● The tasks:
a) Update the PFI financing consultation from the words "What impact would" through "allocating refinancing risk?", changing "refinancing risk" to "refinancing exposure" in that span.
b) Take the PFI financing consultation further, picking up after its final sentence.

● Text section:
%%

What is the view of respondents to an approach which financed the construction
period of projects separately from the operational phase?




Question 14

What impact would a shorter term debt finance approach be expected to have on
financing costs? What if any implications would there be for the lenders’ due
diligence approach and for the transfer of asset design, construction and
maintenance risk? What factors would enable the transition from bank debt funded
projects to capital markets refinancing?




Question 15
What factors are relevant to consideration of the appropriate allocation of
refinancing risk between the public sector authority and the contractor? Is it
possible for project performance and credit factors to be separated from market
factors when allocating refinancing risk?




Question 16

What are the views of respondents on the effectiveness of preferred bidder debt
funding competitions? Could a wider application of debt funding competitions
enable more effective access to the debt markets and what role should the public
sector play in this, at a local or central level?




Question 17

What alternative approaches could be considered to inflation risk and interest rate
risk management, taking into consideration trade offs between budgetary certainty
and operational flexibility?
Section 5: Equity return



Question 18

Would a regulated asset model be more economically efficient than the PFI
concession model?




Question 19

What are respondents’ views on an approach that capped equity returns or that
provided for public sector sharing in returns achieved above a specified level? What
impact would this be expected to have on investor appetite and pricing and on
project performance? At what level should any cap or sharing threshold be set?

%%

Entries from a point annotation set
%%

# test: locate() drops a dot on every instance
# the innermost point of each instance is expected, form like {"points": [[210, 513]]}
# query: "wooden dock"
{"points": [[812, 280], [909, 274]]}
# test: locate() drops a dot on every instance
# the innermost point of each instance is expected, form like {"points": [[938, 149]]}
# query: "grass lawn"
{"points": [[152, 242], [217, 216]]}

%%

● Expected outputs:
a)
What impact would a shorter term debt finance approach be expected to have on
financing costs? What if any implications would there be for the lenders’ due
diligence approach and for the transfer of asset design, construction and
maintenance risk? What factors would enable the transition from bank debt funded
projects to capital markets refinancing?




Question 15
What factors are relevant to consideration of the appropriate allocation of
refinancing exposure between the public sector authority and the contractor? Is it
possible for project performance and credit factors to be separated from market
factors when allocating refinancing exposure?

b)
Question 20

Should the public sector limit the transferability of PFI equity? What nature and
quantum of limit would not adversely impact on investment appetite and pricing,
and on project performance?




Question 21

Should the public sector share in gains on sale of PFI equity, and what impact would
this have on investment appetite and pricing?
Question 22

What views do stakeholders have on public sector co-investment or joint venturing
alongside private sector equity? What quantum or terms of public sector equity
stake would not adversely impact investment appetite and pricing, and on project
performance?
Section 6: Risk allocation



Question 23

In what areas do respondents consider that a change to the conventional PFI risk
allocation as between the public sector authority, sponsors, funders and suppliers
could reduce costs and/or improve the flexibility while still offering value for
money?




Question 24

Are there other ways in which the conventional contractual framework could be
simplified in a way that would enable the private sector to price more cost
effectively?
Section 7: Procurement and contract management



Question 25

What further improvements could Government consider to the standard approach to
PFI procurement in order to streamline the process and reduce costs, while meeting
wider objectives for effective competition, accessing bidder innovation and
maintaining a robust contractual framework?




Question 26

Are there particular ways in which the private and/or public sector approach to
contract management can be improved in order to manage contracts more cost
effectively?
Section 8: Balancing innovation and standardisation



Question 27

What is the right balance of output based versus standardised specification, when
considering the twin objectives of accessing greater contractor innovation and
reducing costs?




Question 28

Could a different approach to the engagement of contractors in the procurement
process access greater private sector innovation?
Section 9: Soft facilities service management



Question 29

Should soft services continue to be included within the contractual model alongside
the delivery and finance of the public facility?




Question 30

Are there alternative approaches to the contractual framework for soft service
delivery for a long life facility that could result in a better balance of risk transfer,
flexibility and competitive pricing?




Question 31

What impact would the separate contracting of soft services be expected to have on
equity and debt investors’ view of the project’s risks and rewards?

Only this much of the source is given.